**Teks yang Disediakan**
Ahli Gizi Kembangkan Bahan Pangan Tanaman Liar di Madura
SURABAYA, SATUHARAPAN.COM – The Economist Intelligence Unit (EIU) telah merilis Indeks Ketahanan Pangan Global (Global Food Security Index atau GFSI) Juni 2016. Indonesia menduduki peringkat ke 71 dan dinilai rentan akan kerawanan pangan menurut World Food Programme.
Walaupun demikian, ahli gizi pangan Fakultas Kesehatan Masyarakat Universitas Airlangga, Annis Catur Adi, berpendapat bahwa masalah ketahanan pangan bisa diatasi. Salah satunya dengan memanfaatkan bahan pangan berupa tanaman liar dan hewan.

**Tujuan**
**a.** Salin kata demi kata bagian teks tentang ketahanan pangan, mulai dari "Ahli Gizi Kembangkan" dan berakhir pada "World Food Programme.".
**b.** Teruskan teks tentang ketahanan pangan, dimulai setelah kalimat terakhirnya.

**Data Tercatat**
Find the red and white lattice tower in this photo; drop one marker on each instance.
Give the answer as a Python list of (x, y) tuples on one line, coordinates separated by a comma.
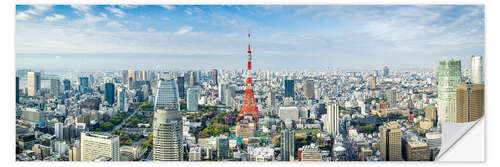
[(249, 107)]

**Jawaban per Tugas**
**a.**
Ahli Gizi Kembangkan Bahan Pangan Tanaman Liar di Madura
SURABAYA, SATUHARAPAN.COM – The Economist Intelligence Unit (EIU) telah merilis Indeks Ketahanan Pangan Global (Global Food Security Index atau GFSI) Juni 2016. Indonesia menduduki peringkat ke 71 dan dinilai rentan akan kerawanan pangan menurut World Food Programme.

**b.**
“Menurut FAO (Food Agricultural Organization), pangan liar merupakan sumber vitamin, mineral dan zat gizi lain yang penting, yang dapat melengkapi makanan pokok kelompok rawan gizi, seperti anak-anak dan orang tua,” kata Annis, yang dilansir situs dikti.go.id, hari Selasa (6/6).
Bukan tanpa alasan pernyataan Organisasi Pangan Dunia diamini oleh Annis. Sebab, bahan pangan liar bisa dengan mudah ditemukan di lingkungan sekitar. Pernyataan Annis itu didasarkan pada hasil riset yang ia lakukan bersama timnya pada tahun 2014. Annis mengambil data tersebut di wilayah Bangkalan, Sampang, dan Pamekasan.
Di Kecamatan Blega, Bangkalan, Annis setidaknya menemukan 37 jenis bahan pangan dari tanaman liar. Rinciannya adalah 16 spesies pada kelompok sayur-sayuran, 14 pada kelompok buah-buahan, dan tujuh pada kelompok umbi-umbian.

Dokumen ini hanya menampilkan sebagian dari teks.